%%

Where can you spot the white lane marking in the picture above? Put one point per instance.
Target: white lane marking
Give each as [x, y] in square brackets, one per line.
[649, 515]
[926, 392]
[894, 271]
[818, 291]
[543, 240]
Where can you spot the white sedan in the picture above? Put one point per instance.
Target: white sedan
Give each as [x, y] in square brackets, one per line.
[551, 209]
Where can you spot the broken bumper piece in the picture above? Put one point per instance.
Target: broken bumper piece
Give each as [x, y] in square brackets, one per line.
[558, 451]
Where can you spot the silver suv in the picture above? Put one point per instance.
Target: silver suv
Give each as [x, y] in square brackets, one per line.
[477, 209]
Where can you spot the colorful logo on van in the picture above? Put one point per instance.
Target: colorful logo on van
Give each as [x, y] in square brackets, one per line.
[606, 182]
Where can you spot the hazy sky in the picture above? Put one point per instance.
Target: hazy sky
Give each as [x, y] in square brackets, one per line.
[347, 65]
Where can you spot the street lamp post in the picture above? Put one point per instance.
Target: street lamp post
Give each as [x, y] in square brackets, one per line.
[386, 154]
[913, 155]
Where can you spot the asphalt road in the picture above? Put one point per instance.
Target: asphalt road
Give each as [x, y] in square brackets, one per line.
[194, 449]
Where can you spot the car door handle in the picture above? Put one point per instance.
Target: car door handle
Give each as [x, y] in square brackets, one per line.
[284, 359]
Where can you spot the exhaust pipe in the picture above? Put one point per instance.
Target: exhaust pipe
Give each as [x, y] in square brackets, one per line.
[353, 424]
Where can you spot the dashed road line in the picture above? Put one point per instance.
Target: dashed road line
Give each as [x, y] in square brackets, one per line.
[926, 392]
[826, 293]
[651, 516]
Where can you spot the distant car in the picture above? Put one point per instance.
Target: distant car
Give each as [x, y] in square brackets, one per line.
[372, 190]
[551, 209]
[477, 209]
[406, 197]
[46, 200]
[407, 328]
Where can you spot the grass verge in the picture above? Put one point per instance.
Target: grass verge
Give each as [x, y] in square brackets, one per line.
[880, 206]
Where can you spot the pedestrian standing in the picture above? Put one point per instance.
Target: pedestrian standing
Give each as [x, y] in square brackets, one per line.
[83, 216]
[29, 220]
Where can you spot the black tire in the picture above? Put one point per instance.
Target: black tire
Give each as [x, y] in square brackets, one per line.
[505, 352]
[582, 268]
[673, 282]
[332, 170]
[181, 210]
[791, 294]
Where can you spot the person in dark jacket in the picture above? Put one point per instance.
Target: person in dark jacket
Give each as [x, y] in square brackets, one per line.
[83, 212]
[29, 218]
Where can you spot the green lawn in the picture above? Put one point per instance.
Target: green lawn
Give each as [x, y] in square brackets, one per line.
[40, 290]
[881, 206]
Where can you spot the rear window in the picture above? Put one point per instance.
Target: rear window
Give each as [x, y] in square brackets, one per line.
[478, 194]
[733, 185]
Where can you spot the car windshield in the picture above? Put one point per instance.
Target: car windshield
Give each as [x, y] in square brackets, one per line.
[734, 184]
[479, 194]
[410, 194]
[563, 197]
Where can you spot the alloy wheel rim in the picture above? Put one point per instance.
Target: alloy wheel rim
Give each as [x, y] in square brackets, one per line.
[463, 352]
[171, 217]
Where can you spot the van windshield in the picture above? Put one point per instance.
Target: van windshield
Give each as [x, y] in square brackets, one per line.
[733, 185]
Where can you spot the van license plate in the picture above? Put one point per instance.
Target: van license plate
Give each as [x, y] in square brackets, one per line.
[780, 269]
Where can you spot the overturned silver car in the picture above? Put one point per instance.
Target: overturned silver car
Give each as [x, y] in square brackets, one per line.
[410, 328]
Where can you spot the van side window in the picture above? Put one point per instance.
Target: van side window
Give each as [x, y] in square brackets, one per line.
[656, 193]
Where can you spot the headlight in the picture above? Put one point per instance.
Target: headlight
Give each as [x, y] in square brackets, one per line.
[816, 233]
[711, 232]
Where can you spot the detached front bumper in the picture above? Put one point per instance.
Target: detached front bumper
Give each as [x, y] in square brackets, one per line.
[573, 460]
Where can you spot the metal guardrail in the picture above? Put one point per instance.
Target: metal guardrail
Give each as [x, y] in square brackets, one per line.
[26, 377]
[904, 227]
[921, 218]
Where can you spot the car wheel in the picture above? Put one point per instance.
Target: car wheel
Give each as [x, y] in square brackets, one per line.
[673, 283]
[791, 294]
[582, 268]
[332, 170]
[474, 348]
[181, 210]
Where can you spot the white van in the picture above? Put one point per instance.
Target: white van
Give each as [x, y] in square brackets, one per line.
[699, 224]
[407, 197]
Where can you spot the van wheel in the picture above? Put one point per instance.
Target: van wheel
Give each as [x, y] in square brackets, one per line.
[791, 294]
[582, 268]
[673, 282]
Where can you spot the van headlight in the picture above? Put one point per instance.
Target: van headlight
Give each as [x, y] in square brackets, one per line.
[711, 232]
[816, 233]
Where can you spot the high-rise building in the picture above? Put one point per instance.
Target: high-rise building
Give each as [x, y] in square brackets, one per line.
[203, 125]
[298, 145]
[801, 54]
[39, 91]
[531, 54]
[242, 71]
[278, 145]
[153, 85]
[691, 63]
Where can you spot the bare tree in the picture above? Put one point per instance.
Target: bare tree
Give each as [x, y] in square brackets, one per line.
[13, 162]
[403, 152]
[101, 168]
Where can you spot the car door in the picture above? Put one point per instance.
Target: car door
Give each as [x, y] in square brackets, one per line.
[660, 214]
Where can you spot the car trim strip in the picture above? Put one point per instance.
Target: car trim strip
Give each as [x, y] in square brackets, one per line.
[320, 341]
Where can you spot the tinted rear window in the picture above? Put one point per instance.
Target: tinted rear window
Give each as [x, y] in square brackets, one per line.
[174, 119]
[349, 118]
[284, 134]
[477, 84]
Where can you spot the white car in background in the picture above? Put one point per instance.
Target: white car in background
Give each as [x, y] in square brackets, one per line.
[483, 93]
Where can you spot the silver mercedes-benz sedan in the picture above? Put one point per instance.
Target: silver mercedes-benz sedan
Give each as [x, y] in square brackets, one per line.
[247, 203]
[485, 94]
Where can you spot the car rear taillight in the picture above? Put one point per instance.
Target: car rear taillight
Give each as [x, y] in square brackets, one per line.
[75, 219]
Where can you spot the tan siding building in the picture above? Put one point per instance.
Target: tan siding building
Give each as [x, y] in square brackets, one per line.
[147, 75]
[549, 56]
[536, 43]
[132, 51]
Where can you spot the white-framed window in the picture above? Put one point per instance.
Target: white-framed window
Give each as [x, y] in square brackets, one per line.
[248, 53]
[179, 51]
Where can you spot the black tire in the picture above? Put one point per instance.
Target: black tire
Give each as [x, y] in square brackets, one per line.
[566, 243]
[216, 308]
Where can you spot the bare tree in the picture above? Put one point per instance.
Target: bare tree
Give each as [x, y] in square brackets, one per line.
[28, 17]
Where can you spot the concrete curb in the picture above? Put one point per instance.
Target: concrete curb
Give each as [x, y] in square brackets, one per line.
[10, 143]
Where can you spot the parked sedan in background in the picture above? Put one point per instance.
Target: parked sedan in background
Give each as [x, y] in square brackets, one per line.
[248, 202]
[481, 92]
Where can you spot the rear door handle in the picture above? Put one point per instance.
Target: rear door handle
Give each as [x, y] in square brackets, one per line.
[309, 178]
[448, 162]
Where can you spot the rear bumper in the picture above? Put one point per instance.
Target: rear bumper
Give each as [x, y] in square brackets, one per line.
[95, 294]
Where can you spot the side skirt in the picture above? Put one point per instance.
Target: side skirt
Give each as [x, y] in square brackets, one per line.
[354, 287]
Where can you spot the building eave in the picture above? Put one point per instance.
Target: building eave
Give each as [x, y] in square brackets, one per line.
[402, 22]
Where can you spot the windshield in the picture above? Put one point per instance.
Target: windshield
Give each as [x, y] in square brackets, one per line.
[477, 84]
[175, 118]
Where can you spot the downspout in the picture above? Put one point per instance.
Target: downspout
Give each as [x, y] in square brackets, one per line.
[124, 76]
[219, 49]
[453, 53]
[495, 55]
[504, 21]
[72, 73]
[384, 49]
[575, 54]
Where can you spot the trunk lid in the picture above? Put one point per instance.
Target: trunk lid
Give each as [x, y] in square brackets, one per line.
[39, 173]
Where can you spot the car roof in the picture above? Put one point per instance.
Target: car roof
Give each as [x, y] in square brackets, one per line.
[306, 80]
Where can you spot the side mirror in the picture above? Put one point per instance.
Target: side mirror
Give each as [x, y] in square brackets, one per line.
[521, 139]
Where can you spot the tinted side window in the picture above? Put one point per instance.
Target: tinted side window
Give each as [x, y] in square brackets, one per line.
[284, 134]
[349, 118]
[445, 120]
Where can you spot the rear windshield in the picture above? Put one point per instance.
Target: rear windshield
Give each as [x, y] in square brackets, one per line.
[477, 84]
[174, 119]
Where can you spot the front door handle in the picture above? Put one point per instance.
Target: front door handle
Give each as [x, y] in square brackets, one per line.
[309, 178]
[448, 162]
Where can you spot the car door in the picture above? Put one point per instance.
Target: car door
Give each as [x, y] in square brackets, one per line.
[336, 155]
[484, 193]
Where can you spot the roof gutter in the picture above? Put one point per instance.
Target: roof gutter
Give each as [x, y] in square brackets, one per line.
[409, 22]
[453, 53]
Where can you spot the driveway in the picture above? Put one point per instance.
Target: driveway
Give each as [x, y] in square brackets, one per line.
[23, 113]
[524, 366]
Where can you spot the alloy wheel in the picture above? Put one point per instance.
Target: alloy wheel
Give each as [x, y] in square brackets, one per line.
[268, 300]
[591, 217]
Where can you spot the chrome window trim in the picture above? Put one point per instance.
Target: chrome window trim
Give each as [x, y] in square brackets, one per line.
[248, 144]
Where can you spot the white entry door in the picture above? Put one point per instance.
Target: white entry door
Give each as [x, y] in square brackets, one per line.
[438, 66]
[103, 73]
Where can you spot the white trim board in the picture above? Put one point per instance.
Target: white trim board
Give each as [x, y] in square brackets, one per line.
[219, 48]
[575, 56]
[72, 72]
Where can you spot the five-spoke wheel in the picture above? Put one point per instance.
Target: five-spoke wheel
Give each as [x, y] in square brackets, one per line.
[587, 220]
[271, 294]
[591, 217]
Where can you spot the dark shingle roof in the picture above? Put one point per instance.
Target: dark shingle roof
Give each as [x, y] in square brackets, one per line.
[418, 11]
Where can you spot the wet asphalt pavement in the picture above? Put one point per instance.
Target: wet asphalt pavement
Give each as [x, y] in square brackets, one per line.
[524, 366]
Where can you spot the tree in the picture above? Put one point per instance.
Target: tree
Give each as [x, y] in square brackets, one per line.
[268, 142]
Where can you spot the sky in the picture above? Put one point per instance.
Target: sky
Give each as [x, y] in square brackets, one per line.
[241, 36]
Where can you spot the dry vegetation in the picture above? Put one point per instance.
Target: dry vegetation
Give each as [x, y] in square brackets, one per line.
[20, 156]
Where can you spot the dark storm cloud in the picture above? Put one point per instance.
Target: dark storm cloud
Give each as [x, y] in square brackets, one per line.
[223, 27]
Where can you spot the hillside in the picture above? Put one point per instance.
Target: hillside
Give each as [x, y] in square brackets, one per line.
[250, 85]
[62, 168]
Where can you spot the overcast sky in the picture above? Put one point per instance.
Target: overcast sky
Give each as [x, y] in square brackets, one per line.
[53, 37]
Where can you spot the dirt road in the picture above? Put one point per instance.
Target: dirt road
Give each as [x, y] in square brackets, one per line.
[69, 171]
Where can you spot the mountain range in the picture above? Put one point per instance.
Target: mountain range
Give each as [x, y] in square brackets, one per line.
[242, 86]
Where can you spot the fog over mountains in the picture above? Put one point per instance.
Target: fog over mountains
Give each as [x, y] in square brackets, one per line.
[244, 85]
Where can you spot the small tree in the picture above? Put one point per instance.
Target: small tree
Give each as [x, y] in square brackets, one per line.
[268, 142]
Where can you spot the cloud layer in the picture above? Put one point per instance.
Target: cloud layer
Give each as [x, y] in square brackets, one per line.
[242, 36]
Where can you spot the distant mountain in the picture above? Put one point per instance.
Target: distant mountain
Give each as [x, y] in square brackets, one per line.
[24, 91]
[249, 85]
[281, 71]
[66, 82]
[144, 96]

%%

THE REQUEST: Repeat only the stretch of lines starting at the one containing "Where can you spot the overcast" and running to the final line of the entries above.

COMPLETED TASK:
Where can you spot the overcast sky in the picture above? Put one point per instance.
Target: overcast sky
Give each as [x, y] in square brackets, one per line.
[53, 37]
Where can you spot the dirt road in the picture above? Put one point per instance.
Target: dirt road
Give each as [x, y] in square brackets, one per line.
[69, 171]
Where can you spot the mountain range in the picture above? Put one point per instance.
Target: mountain range
Give each as [x, y] in square brackets, one per line.
[242, 86]
Where can you spot the fog over mountains in the picture above? Put one point per instance.
Target: fog over mountains
Give each as [x, y] in square brackets, one per line.
[244, 85]
Where can you spot the small tree in the picture above? Put one point per instance.
Target: small tree
Give each as [x, y] in square brackets, one per line.
[268, 142]
Where can you spot the cloud layer in the picture above? Put one point per instance.
Target: cloud layer
Give each as [x, y] in square brackets, one per line.
[242, 36]
Where can you spot the distant mountain in the picture above? Put one point per instance.
Target: distant mountain
Give each as [x, y] in square brackets, one per line.
[24, 91]
[249, 85]
[281, 71]
[66, 82]
[144, 96]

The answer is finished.